*Detection examples*.
--- Start ---
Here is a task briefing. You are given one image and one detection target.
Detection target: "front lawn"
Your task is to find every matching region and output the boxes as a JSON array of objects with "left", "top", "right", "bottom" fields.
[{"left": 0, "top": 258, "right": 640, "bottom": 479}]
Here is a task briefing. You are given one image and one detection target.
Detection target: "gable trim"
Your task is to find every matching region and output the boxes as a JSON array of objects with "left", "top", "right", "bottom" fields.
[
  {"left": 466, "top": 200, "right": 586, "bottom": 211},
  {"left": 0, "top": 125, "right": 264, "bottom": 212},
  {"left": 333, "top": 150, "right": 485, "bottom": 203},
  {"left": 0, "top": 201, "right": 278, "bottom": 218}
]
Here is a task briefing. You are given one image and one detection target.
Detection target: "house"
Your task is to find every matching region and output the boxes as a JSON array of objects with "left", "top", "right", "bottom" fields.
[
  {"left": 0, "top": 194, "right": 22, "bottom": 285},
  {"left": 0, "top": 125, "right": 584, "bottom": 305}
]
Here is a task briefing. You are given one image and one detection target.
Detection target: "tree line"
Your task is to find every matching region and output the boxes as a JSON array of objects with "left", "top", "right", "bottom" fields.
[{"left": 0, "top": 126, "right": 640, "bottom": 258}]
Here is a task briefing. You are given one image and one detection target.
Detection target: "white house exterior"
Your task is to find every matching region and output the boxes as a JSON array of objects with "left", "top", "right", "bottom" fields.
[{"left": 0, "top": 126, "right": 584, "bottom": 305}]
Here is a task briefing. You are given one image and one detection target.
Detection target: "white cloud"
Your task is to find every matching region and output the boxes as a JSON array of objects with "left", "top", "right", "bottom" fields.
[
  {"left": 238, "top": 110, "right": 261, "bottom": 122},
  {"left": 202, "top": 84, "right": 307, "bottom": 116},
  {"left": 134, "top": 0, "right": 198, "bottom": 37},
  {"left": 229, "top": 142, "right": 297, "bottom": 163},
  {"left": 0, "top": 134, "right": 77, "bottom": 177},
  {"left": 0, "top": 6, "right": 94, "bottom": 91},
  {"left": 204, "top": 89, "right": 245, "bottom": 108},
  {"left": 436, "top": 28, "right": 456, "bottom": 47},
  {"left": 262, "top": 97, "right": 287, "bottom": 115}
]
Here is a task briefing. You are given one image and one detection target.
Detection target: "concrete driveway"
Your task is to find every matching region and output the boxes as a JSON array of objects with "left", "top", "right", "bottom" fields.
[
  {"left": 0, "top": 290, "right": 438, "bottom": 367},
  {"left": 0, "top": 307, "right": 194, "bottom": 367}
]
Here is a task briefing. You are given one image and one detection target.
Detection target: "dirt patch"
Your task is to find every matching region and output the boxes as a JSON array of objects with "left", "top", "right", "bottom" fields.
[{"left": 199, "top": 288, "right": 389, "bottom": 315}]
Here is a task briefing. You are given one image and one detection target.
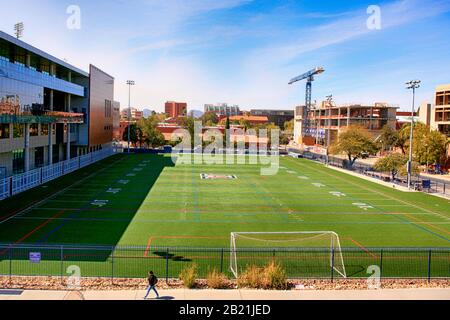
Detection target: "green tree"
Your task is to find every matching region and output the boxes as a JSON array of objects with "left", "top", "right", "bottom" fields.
[
  {"left": 122, "top": 123, "right": 140, "bottom": 147},
  {"left": 330, "top": 126, "right": 379, "bottom": 167},
  {"left": 374, "top": 153, "right": 408, "bottom": 180},
  {"left": 200, "top": 111, "right": 219, "bottom": 126},
  {"left": 379, "top": 125, "right": 399, "bottom": 150}
]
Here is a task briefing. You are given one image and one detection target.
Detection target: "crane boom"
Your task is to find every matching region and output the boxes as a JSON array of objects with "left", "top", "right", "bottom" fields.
[{"left": 289, "top": 67, "right": 325, "bottom": 84}]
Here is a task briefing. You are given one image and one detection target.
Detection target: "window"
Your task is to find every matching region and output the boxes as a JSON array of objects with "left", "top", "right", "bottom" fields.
[
  {"left": 0, "top": 124, "right": 9, "bottom": 139},
  {"left": 30, "top": 123, "right": 39, "bottom": 137},
  {"left": 40, "top": 124, "right": 48, "bottom": 136},
  {"left": 13, "top": 123, "right": 24, "bottom": 138}
]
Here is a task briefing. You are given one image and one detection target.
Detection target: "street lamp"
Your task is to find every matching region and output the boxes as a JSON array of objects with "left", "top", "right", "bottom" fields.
[
  {"left": 127, "top": 80, "right": 136, "bottom": 153},
  {"left": 406, "top": 80, "right": 421, "bottom": 190}
]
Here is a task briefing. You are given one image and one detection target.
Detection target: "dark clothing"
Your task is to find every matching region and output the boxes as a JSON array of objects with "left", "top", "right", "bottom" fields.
[{"left": 148, "top": 274, "right": 157, "bottom": 287}]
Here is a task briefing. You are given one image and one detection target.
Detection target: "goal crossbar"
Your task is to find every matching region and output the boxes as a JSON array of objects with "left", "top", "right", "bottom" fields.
[{"left": 230, "top": 231, "right": 347, "bottom": 278}]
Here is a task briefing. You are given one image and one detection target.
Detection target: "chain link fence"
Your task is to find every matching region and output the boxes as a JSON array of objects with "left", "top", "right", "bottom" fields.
[{"left": 0, "top": 245, "right": 450, "bottom": 280}]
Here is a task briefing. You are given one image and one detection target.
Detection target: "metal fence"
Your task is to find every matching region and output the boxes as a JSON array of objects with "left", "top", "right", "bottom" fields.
[
  {"left": 0, "top": 245, "right": 450, "bottom": 280},
  {"left": 289, "top": 149, "right": 450, "bottom": 196},
  {"left": 0, "top": 148, "right": 118, "bottom": 200}
]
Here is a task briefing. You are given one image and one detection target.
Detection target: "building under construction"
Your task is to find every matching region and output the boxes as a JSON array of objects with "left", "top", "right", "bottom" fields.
[{"left": 294, "top": 101, "right": 398, "bottom": 146}]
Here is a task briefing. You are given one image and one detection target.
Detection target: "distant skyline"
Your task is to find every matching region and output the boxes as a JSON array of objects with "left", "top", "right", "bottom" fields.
[{"left": 0, "top": 0, "right": 450, "bottom": 112}]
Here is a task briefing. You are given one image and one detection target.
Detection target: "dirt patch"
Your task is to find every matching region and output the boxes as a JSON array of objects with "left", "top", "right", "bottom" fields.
[{"left": 0, "top": 277, "right": 450, "bottom": 291}]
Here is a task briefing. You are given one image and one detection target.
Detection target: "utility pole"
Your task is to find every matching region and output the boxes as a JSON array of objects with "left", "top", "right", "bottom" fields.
[
  {"left": 127, "top": 80, "right": 136, "bottom": 153},
  {"left": 406, "top": 80, "right": 421, "bottom": 190}
]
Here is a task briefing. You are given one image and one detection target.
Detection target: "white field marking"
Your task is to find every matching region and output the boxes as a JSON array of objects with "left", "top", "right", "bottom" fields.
[
  {"left": 312, "top": 182, "right": 326, "bottom": 188},
  {"left": 353, "top": 202, "right": 375, "bottom": 211},
  {"left": 106, "top": 188, "right": 122, "bottom": 194},
  {"left": 330, "top": 191, "right": 347, "bottom": 198},
  {"left": 286, "top": 161, "right": 450, "bottom": 223},
  {"left": 91, "top": 200, "right": 109, "bottom": 208},
  {"left": 0, "top": 158, "right": 126, "bottom": 224}
]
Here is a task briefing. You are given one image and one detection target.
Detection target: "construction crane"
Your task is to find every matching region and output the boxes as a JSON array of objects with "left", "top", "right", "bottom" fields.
[{"left": 289, "top": 67, "right": 325, "bottom": 142}]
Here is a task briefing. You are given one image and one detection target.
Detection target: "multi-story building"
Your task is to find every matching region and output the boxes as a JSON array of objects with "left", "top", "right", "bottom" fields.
[
  {"left": 294, "top": 102, "right": 398, "bottom": 146},
  {"left": 120, "top": 108, "right": 144, "bottom": 121},
  {"left": 205, "top": 103, "right": 241, "bottom": 117},
  {"left": 419, "top": 84, "right": 450, "bottom": 137},
  {"left": 250, "top": 110, "right": 294, "bottom": 130},
  {"left": 165, "top": 101, "right": 187, "bottom": 118},
  {"left": 0, "top": 31, "right": 114, "bottom": 176}
]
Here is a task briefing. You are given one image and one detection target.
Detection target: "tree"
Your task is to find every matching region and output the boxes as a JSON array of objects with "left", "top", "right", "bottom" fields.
[
  {"left": 122, "top": 123, "right": 140, "bottom": 146},
  {"left": 330, "top": 126, "right": 379, "bottom": 167},
  {"left": 284, "top": 119, "right": 294, "bottom": 135},
  {"left": 200, "top": 111, "right": 219, "bottom": 126},
  {"left": 374, "top": 153, "right": 408, "bottom": 180},
  {"left": 379, "top": 125, "right": 399, "bottom": 150}
]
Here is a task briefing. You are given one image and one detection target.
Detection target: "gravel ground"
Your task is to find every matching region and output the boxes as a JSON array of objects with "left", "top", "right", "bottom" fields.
[{"left": 0, "top": 277, "right": 450, "bottom": 290}]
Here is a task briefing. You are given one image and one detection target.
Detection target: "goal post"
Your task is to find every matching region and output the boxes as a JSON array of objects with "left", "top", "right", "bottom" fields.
[{"left": 230, "top": 231, "right": 347, "bottom": 278}]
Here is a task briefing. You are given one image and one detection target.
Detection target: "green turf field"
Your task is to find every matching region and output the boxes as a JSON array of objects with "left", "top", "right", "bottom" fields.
[{"left": 0, "top": 155, "right": 450, "bottom": 276}]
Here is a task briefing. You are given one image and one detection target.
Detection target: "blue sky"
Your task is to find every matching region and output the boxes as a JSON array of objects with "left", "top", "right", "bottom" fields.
[{"left": 0, "top": 0, "right": 450, "bottom": 111}]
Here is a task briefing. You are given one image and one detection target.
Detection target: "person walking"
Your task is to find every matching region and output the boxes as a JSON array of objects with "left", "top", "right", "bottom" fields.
[{"left": 144, "top": 271, "right": 159, "bottom": 300}]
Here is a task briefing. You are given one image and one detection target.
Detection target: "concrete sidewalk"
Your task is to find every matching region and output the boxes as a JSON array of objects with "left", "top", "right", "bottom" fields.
[{"left": 0, "top": 288, "right": 450, "bottom": 301}]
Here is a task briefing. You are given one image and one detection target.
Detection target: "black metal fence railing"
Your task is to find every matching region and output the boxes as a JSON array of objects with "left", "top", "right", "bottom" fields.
[
  {"left": 289, "top": 149, "right": 450, "bottom": 196},
  {"left": 0, "top": 245, "right": 450, "bottom": 280}
]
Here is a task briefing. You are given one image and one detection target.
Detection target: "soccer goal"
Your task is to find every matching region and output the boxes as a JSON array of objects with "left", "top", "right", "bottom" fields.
[{"left": 230, "top": 231, "right": 347, "bottom": 278}]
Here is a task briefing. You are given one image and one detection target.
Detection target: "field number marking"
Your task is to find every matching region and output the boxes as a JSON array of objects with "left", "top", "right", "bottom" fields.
[
  {"left": 330, "top": 191, "right": 347, "bottom": 198},
  {"left": 353, "top": 202, "right": 373, "bottom": 211},
  {"left": 312, "top": 183, "right": 326, "bottom": 188},
  {"left": 91, "top": 200, "right": 109, "bottom": 208}
]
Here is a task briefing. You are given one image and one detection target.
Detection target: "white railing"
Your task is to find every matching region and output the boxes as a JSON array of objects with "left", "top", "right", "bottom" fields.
[
  {"left": 11, "top": 169, "right": 42, "bottom": 195},
  {"left": 0, "top": 148, "right": 116, "bottom": 200},
  {"left": 0, "top": 178, "right": 11, "bottom": 200},
  {"left": 42, "top": 162, "right": 63, "bottom": 183}
]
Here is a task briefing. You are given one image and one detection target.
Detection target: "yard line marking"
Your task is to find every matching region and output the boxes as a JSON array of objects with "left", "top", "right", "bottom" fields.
[{"left": 0, "top": 159, "right": 122, "bottom": 224}]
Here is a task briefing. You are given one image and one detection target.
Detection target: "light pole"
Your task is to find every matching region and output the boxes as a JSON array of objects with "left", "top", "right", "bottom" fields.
[
  {"left": 406, "top": 80, "right": 421, "bottom": 190},
  {"left": 127, "top": 80, "right": 136, "bottom": 153}
]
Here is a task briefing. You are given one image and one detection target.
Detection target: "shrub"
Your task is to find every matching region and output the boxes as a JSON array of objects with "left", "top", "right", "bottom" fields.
[
  {"left": 237, "top": 261, "right": 288, "bottom": 290},
  {"left": 206, "top": 269, "right": 227, "bottom": 289},
  {"left": 237, "top": 265, "right": 263, "bottom": 289},
  {"left": 180, "top": 263, "right": 198, "bottom": 289},
  {"left": 262, "top": 261, "right": 288, "bottom": 290}
]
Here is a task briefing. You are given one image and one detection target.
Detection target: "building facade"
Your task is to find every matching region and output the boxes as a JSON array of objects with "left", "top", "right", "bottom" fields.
[
  {"left": 250, "top": 110, "right": 294, "bottom": 130},
  {"left": 0, "top": 31, "right": 114, "bottom": 176},
  {"left": 205, "top": 103, "right": 242, "bottom": 117},
  {"left": 120, "top": 108, "right": 144, "bottom": 121},
  {"left": 418, "top": 84, "right": 450, "bottom": 137},
  {"left": 165, "top": 101, "right": 187, "bottom": 118},
  {"left": 294, "top": 102, "right": 398, "bottom": 146}
]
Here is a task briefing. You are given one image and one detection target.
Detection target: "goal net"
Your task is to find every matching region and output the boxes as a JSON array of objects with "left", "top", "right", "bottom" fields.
[{"left": 230, "top": 231, "right": 347, "bottom": 278}]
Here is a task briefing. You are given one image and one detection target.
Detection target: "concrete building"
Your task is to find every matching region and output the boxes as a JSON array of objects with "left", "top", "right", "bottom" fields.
[
  {"left": 205, "top": 103, "right": 241, "bottom": 117},
  {"left": 294, "top": 102, "right": 398, "bottom": 146},
  {"left": 120, "top": 108, "right": 144, "bottom": 121},
  {"left": 250, "top": 109, "right": 294, "bottom": 130},
  {"left": 418, "top": 84, "right": 450, "bottom": 137},
  {"left": 165, "top": 101, "right": 187, "bottom": 118},
  {"left": 0, "top": 31, "right": 114, "bottom": 176}
]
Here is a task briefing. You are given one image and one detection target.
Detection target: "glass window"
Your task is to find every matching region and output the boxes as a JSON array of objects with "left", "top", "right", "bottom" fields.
[
  {"left": 41, "top": 124, "right": 48, "bottom": 136},
  {"left": 0, "top": 124, "right": 9, "bottom": 139},
  {"left": 13, "top": 123, "right": 25, "bottom": 138},
  {"left": 30, "top": 123, "right": 39, "bottom": 137}
]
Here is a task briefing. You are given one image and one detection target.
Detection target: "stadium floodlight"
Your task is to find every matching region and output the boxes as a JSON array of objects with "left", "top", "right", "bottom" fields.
[
  {"left": 406, "top": 80, "right": 421, "bottom": 190},
  {"left": 230, "top": 231, "right": 347, "bottom": 278},
  {"left": 14, "top": 22, "right": 24, "bottom": 39},
  {"left": 127, "top": 80, "right": 136, "bottom": 153}
]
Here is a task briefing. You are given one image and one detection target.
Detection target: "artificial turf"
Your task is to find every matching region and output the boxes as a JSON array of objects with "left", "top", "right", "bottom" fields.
[{"left": 0, "top": 154, "right": 450, "bottom": 276}]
--- End ---
*The problem*. Gather every line of the rows above that contains the string "marking", treating uppercase and lowercase as distinct.

*Solution for this problem*.
Detection target: "white field marking"
Detection target: "field number marking"
Detection target: "yard line marking"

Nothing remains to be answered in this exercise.